**Problem**
Could you output the records below as a two-column CSV with the headers request and answer, one row per record giving its text and its answer? Wrap each field in double quotes and replace any line breaks with spaces.

Entries from a dataset:
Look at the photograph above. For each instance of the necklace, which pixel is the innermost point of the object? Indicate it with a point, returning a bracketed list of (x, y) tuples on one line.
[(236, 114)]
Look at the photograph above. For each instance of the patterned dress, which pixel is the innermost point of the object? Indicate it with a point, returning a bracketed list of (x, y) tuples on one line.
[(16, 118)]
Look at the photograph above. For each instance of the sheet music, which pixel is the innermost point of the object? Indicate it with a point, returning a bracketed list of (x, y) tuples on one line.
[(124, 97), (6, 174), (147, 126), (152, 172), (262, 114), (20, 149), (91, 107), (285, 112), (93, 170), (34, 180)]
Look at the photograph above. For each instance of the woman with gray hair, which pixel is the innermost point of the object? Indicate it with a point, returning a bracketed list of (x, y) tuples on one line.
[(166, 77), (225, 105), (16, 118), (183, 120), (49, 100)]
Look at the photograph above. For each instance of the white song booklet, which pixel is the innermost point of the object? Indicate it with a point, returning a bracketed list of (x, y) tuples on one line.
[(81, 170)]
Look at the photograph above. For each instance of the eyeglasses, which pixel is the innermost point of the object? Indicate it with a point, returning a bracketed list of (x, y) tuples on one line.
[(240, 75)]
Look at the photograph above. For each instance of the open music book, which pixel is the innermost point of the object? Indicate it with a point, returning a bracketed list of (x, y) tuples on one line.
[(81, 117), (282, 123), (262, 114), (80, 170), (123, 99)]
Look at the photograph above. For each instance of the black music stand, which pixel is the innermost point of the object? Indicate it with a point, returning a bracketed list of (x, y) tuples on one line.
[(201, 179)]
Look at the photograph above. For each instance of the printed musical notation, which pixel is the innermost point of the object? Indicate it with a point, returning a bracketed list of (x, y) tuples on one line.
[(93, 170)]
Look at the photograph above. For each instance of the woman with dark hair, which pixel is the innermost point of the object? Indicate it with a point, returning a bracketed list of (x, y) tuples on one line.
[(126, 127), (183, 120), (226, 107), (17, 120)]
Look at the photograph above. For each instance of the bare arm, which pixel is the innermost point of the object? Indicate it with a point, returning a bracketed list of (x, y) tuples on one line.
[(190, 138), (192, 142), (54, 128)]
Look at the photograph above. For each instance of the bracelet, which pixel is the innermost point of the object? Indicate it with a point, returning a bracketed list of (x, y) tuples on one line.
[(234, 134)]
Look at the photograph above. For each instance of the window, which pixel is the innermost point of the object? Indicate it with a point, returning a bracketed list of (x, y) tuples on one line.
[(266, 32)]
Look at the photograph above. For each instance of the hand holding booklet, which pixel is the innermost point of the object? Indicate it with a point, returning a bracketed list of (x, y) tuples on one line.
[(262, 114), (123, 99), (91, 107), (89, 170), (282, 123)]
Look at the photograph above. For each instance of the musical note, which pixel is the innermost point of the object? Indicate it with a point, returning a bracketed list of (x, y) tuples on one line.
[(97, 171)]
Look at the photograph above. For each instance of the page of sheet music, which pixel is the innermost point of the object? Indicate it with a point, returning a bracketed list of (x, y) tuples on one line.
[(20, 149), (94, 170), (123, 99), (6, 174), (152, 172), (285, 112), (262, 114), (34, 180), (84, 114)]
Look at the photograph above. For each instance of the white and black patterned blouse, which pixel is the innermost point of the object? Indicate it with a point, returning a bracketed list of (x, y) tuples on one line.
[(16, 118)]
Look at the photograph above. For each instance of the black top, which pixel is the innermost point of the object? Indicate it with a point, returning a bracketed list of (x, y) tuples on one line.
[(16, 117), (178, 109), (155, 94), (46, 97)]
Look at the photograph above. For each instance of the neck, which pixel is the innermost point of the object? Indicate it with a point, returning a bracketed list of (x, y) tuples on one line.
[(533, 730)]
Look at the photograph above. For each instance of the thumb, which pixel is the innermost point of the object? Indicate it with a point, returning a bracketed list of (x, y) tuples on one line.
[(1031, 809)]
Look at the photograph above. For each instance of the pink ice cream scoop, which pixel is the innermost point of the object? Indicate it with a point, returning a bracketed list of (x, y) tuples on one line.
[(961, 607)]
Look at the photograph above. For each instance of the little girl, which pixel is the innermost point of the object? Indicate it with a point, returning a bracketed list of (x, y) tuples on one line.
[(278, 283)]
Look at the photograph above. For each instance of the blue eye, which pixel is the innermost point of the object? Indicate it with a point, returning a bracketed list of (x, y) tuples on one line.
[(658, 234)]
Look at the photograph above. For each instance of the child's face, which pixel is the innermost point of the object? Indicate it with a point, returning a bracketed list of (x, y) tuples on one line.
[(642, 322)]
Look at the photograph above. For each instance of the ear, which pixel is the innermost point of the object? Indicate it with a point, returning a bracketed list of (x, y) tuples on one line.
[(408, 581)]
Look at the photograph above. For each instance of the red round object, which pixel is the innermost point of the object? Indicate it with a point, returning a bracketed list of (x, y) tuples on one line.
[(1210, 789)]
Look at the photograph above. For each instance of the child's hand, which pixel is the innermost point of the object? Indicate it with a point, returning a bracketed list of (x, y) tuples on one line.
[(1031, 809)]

**Task response**
request,answer
"Look at the photograph above. For each instance of the necklace, which pixel is the innermost point of the object? Indicate it with a point, returning a bracketed list of (x, y) tuples on one line.","[(236, 114)]"
"Look at the photograph above. For each instance of the patterned dress, which pixel is the innermost point of the object? Indicate it with a point, returning a bracketed list of (x, y) tuples on one line.","[(16, 118)]"
"Look at the photograph above. For each instance of the sheet music, which pixel is the innermost point of the object? Indicate it with a point, returning a bracketed list of (x, y) tuples on one line.","[(124, 97), (6, 174), (147, 126), (152, 172), (262, 114), (20, 149), (91, 107), (285, 112), (93, 170), (34, 180)]"
"Look at the photograph above. For each instance of the woman with gray hair, which pixel is the innermost point of the object? Indicate it with a point, returning a bracketed list of (x, y) tuples on one line.","[(166, 77), (225, 105), (16, 118), (183, 120), (49, 100)]"
"Look at the photograph above. For each instance of the white song booklet, which pixel is the innermost point of the object? Indicate it with a point, returning a bracketed list of (x, y) tuples on one line.","[(81, 170)]"
"Look at the photograph above. For each instance of the eyeglasses, which pixel is the innermost point of the object? Indicate it with a point, returning a bracketed list of (x, y) tuples on one line.","[(240, 75)]"
"Look at the photograph above. For each instance of the open music book, which pixel is the innermost point of the object? Indicate it with a point, returning a bracketed list of (x, y) tuples on one line.","[(81, 117), (282, 123), (262, 114), (80, 170), (123, 99)]"
"Look at the photograph above. For each instance of the black music stand, which pixel is the innermost point of the object? Indicate it with a point, returning a bracketed list of (x, y) tuples on one line.","[(201, 179)]"
"Look at the photograph above. For each instance of the printed musical notation, which pixel is the innermost point of the object? Indicate it with a point, returning a bracketed list of (x, y) tuples on one line.","[(93, 170)]"
"Look at the photograph above. For each instance of the woman with dark hair, which pixel is the innermost point of the object? Indicate it with a point, returning a bracketed list of (x, y) tuples on one line.","[(126, 127), (183, 120), (226, 107), (17, 120)]"
"Look at the photograph above. For each instance of the bare arm, which pixel is the innermost point of the object? Indicate it with a point, returning a bracketed list of (x, y) tuples on one line.","[(190, 138), (192, 142), (54, 128)]"
"Look at the photograph above. For each instance of the bracelet, which pixel is the innermost point of the object? Indicate it with a point, returning a bracketed list of (x, y) tuples on one line.","[(234, 134)]"
"Look at the photograph above. For each instance of the window, which pixel is the innermost point of the object? Indicate it with a point, returning a bracketed list of (x, y) tuples on one line.","[(266, 32)]"
"Look at the photograph above. For each instance of the hand holding booklet, which pixel is the innermost point of the object? Indicate it with a point, returning a bracketed list of (x, y) tuples on one line.","[(262, 114), (123, 99), (91, 107), (89, 170), (282, 123)]"
"Look at the photograph above. For each instance of the musical note, which pixel is the innermost point of the object? Indicate it with a point, returning a bracketed list of (x, y) tuples on one line.","[(97, 171)]"
"Look at the photograph above. For each instance of the page of sheet music, which pixel is the innermost point of the object? Indicate it with a point, returning a bracketed list of (x, y) tuples on one line.","[(20, 149), (94, 170), (123, 99), (6, 174), (152, 172), (285, 112), (262, 114), (34, 180), (84, 114)]"
"Look at the photograph above. For each instance of the white and black patterned blouse, which pixel is the innermost point of the object? Indicate it with a point, returning a bracketed list of (x, y) tuples on one line.","[(16, 118)]"
"Look at the photograph above. For each instance of the black top, which pixel is the innermost point of the object? Indicate it with a point, returning a bracketed list of (x, y) tuples on one line.","[(16, 117), (178, 109), (155, 94), (46, 97)]"
"Look at the photograph above. For each instance of the neck, which pixel is the innermost point of the object? Indicate it with a point, returning a bracketed list of (x, y) tuples on one line.","[(533, 730)]"
"Look at the photograph above. For each instance of the thumb, which pixel is the innermost point of the object? Indicate it with a point, returning a bracketed list of (x, y) tuples on one line.","[(1031, 809)]"
"Look at the photograph above. For each instance of the pink ice cream scoop, which pixel is the innermost point of the object? Indicate it with a point, returning a bracketed list of (x, y) tuples on one line.","[(961, 607)]"
"Look at the photograph above. For each instance of the little girl, which pixel is the innermost point of the object? Indicate it with a point, returning a bracketed list of (x, y) tuples on one line.","[(278, 283)]"
"Look at the photograph above. For each instance of the blue eye, which pixel is the innermost point of the object? Indicate it with a point, returning a bracketed list of (x, y) tuples on one line.","[(658, 234)]"
"Look at the photograph above. For each instance of the child's face, which pixel is the innermost point of the object? Indicate it with a point, returning a bracketed list of (x, y) tuples on one line.","[(642, 322)]"
"Look at the photograph above. For each instance of the ear, which pixel is the innermost point of the object? Indicate it with a point, returning a bracketed list of (x, y) tuples on one line.","[(408, 581)]"
"Look at the photograph above. For each instance of the red round object, which pixel is the innermost point of the object? Indicate it with a point, returning a bracketed list of (x, y) tuples on one line.","[(1210, 789)]"
"Look at the photograph above. For each instance of the child's hand, which pixel is the innermost point of the object? Indicate it with a point, returning a bracketed list of (x, y) tuples on one line.","[(1031, 809)]"